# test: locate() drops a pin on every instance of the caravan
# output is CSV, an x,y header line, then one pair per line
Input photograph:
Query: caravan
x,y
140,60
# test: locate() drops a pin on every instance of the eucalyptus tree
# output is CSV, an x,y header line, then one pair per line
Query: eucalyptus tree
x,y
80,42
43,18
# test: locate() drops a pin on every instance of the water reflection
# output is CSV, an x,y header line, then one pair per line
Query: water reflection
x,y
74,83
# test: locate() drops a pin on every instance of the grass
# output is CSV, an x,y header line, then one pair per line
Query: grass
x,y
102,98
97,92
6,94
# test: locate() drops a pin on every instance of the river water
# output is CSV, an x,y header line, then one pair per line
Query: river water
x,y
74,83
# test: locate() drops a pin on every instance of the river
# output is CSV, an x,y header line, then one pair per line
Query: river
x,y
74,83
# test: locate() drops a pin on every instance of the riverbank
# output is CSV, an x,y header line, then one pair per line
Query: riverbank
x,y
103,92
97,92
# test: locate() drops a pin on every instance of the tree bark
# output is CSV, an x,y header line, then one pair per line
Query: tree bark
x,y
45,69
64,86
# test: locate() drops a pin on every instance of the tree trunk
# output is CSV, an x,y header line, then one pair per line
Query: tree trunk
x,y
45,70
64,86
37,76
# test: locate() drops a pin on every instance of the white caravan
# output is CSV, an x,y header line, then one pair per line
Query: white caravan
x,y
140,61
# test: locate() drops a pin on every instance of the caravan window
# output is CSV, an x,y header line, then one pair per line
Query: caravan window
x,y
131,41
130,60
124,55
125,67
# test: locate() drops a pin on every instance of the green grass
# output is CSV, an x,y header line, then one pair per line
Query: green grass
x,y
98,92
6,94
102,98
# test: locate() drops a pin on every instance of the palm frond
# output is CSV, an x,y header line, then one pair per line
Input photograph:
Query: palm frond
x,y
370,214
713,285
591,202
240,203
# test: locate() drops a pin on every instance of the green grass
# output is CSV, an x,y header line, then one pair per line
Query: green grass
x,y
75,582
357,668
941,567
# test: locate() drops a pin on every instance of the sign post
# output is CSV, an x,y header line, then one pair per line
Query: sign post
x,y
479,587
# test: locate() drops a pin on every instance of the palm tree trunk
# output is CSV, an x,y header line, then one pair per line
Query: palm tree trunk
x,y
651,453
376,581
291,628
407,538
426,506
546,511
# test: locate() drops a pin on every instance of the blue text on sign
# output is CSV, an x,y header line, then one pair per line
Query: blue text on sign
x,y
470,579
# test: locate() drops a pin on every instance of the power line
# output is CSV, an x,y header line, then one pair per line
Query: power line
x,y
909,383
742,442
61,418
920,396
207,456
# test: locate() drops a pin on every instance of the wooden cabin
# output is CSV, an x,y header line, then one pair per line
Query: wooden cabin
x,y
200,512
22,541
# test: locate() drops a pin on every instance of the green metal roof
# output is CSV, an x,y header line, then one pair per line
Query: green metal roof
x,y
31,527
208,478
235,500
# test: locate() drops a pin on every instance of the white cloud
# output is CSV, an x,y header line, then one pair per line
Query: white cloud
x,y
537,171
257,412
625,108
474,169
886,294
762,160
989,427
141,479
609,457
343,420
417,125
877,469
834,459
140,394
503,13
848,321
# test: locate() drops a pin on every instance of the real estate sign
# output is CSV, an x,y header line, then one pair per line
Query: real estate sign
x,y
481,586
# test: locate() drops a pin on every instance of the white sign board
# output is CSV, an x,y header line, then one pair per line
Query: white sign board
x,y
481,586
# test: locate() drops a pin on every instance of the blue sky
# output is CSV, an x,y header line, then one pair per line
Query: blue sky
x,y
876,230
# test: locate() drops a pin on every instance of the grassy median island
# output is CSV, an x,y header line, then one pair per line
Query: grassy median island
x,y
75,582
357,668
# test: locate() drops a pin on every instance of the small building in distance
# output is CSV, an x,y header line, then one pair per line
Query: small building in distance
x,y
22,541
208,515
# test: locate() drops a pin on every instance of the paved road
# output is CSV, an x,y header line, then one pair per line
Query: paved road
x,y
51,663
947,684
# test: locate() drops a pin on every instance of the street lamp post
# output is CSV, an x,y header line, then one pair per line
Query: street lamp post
---*---
◆ **Required work**:
With nothing added or dropped, retype the listing above.

◆ **Problem solution**:
# test: locate() drops a pin on every instance of the caravan
# output is CSV, an x,y header line, then one pair per line
Input photograph:
Query: caravan
x,y
140,60
# test: locate() drops a pin on every instance of the eucalyptus tree
# output is CSV, an x,y header line, then one pair per line
Query: eucalyptus tree
x,y
80,42
43,18
# test: locate() drops a pin on every instance of the water reflection
# output is CSV, an x,y header line, then one pair per line
Query: water reflection
x,y
74,83
# test: locate() drops a pin on every instance of the grass
# output is CSV, an x,y header line, then one pair per line
Query: grass
x,y
102,98
97,92
6,94
# test: locate() drops a pin on every instance of the river water
# output is CSV, an x,y header line, then one pair per line
Query: river water
x,y
74,83
# test: locate() drops a pin on every instance of the river
# output is CSV, an x,y header line, then one pair per line
Query: river
x,y
74,83
# test: locate() drops a pin on every instance of the riverbank
# output is CSV, an x,y header line, then one pair per line
Query: riverbank
x,y
103,92
97,92
# test: locate() drops a pin on every instance of the tree bark
# output is CSV, an x,y header line, then one pair per line
Query: tree bark
x,y
45,69
64,86
# test: locate() drops a pin on every instance of the tree trunk
# output is CSV, an x,y header line, then one pair per line
Query: tree trunk
x,y
45,70
64,86
37,76
# test: locate() drops a pin on every instance of the white caravan
# output is CSV, an x,y header line, then one pair per line
Query: white caravan
x,y
140,61
# test: locate() drops a pin on every instance of the caravan window
# output is CSV, an x,y header line, then one pair per line
Query: caravan window
x,y
131,41
130,60
124,55
125,67
# test: locate() drops a pin on every instance of the green grass
# output is CSV, an x,y header line, then one pair per line
Query: green grass
x,y
98,92
6,94
102,98
# test: locate() drops a pin on every instance of the palm frond
# output is CSV, an x,y header line, then one pair per line
Input photograph:
Query: palm frond
x,y
370,214
713,285
591,202
240,203
# test: locate() drops a pin on every instance of the green grass
# output is CSV, an x,y header line, then one pair per line
Query: green grass
x,y
75,582
357,668
941,567
# test: locate() drops a pin on every instance of the sign post
# output is CSV, an x,y header line, then one pair per line
Query: sign post
x,y
479,587
# test: locate() drops a pin on every instance of the palm tree trunk
# output is CSV, an x,y header line, then one pair per line
Query: palm tree trunk
x,y
651,453
376,581
291,628
407,538
426,506
546,511
# test: locate() drops a pin on every instance of the blue text on sign
# output is CSV, an x,y header line, then one pair per line
Query: blue text on sign
x,y
470,579
# test: locate() drops a pin on every instance of the power line
# output is CSV, an x,y header line, then one pair per line
Query: power line
x,y
909,383
742,442
61,418
920,396
207,456
# test: locate() drops a pin on every instance of the wooden cabin
# output is CSV, an x,y header line, then one pair per line
Query: wooden cabin
x,y
200,512
22,541
# test: locate() drops a pin on every instance of the green metal roof
# output is CSV, an x,y header line, then one pair per line
Query: green metal roof
x,y
31,527
208,478
235,500
# test: locate() drops a pin on every instance of the white cloud
# output is CSV, an x,y header line, then one pair per line
Query: white cloud
x,y
537,171
257,412
625,108
474,169
886,294
762,160
989,427
141,479
609,457
343,420
417,125
877,469
834,459
140,394
503,13
848,321
# test: locate() drops a pin on every instance of the real estate sign
# output is CSV, an x,y header line, then one pair per line
Query: real estate sign
x,y
481,586
# test: locate() drops a pin on every instance of the white sign board
# output is CSV, an x,y header line, then one pair per line
Query: white sign board
x,y
481,586
# test: locate() drops a pin on every instance of the blue sky
# output is CSV, an x,y header line, then one pair per line
Query: blue sky
x,y
876,230
# test: locate() drops a pin on every instance of the grassy median island
# output is CSV, an x,y header line, then one pair per line
Query: grassy median island
x,y
75,582
357,668
# test: locate() drops a pin on every instance of the small building in distance
# output is CSV, an x,y header line, then one pair per line
Query: small building in distance
x,y
22,541
208,515
# test: locate() drops a pin on every instance of the paved road
# output is CSV, an x,y header line, then one pair per line
Query: paved road
x,y
51,663
947,684
# test: locate() drops a pin on every instance of the street lamp post
# output is CSV, an x,y header line, then one pair per line
Query: street lamp post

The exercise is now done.